### Written instruction
Arrange every line of the listing below as a numbered list, leaving out the blank lines.

— start of Data supplied —

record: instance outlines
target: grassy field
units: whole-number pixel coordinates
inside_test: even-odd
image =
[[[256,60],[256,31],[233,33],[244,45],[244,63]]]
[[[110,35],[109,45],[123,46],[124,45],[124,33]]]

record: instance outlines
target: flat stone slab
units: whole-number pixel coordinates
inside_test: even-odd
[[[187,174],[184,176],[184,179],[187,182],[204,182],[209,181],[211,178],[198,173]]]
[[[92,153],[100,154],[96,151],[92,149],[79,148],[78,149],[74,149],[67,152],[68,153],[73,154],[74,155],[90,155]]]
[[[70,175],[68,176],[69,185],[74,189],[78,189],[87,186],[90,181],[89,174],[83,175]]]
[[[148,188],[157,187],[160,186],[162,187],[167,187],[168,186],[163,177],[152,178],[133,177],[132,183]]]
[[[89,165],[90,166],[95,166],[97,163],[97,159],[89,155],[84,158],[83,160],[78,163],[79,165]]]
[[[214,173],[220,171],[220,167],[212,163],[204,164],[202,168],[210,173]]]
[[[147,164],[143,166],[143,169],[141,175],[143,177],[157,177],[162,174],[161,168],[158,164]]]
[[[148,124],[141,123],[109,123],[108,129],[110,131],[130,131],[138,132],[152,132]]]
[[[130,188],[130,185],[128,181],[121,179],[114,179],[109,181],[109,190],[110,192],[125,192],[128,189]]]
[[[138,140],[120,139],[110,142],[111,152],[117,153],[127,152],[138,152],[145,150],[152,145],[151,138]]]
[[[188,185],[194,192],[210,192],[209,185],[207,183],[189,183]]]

— end of Data supplied —

### Response to this exercise
1. record: instance outlines
2. target: grassy field
3. units: whole-number pixel coordinates
4. inside_test: even-odd
5. image =
6. [[[256,60],[256,31],[233,33],[244,45],[244,63]]]
7. [[[110,35],[109,45],[123,46],[124,45],[124,33]]]
8. record: instance outlines
9. target: flat stone slab
10. units: whole-number pixel coordinates
11. inside_test: even-odd
12. [[[187,174],[184,176],[184,179],[187,182],[204,182],[209,181],[211,178],[198,173]]]
13. [[[92,153],[100,154],[96,151],[92,149],[79,148],[78,149],[74,149],[67,152],[68,153],[73,154],[74,155],[90,155]]]
14. [[[70,175],[68,176],[69,185],[74,189],[78,189],[87,186],[90,181],[89,174],[83,175]]]
15. [[[148,188],[157,187],[160,186],[162,187],[167,187],[168,186],[163,177],[152,178],[133,177],[132,183]]]
16. [[[89,165],[90,166],[95,166],[97,163],[97,159],[89,155],[84,158],[83,160],[78,163],[79,165]]]
17. [[[214,173],[220,171],[220,167],[212,163],[204,164],[202,168],[210,173]]]
18. [[[147,164],[143,166],[143,169],[141,175],[143,177],[157,177],[162,174],[161,168],[158,164]]]
19. [[[148,124],[141,123],[109,123],[108,129],[110,131],[130,131],[138,132],[152,132]]]
20. [[[130,188],[130,185],[128,181],[121,179],[114,179],[109,181],[109,190],[110,192],[125,192],[128,189]]]
21. [[[138,140],[120,139],[110,142],[111,152],[117,153],[127,152],[138,152],[145,150],[152,145],[151,138]]]
22. [[[188,185],[194,192],[210,192],[209,185],[207,183],[189,183]]]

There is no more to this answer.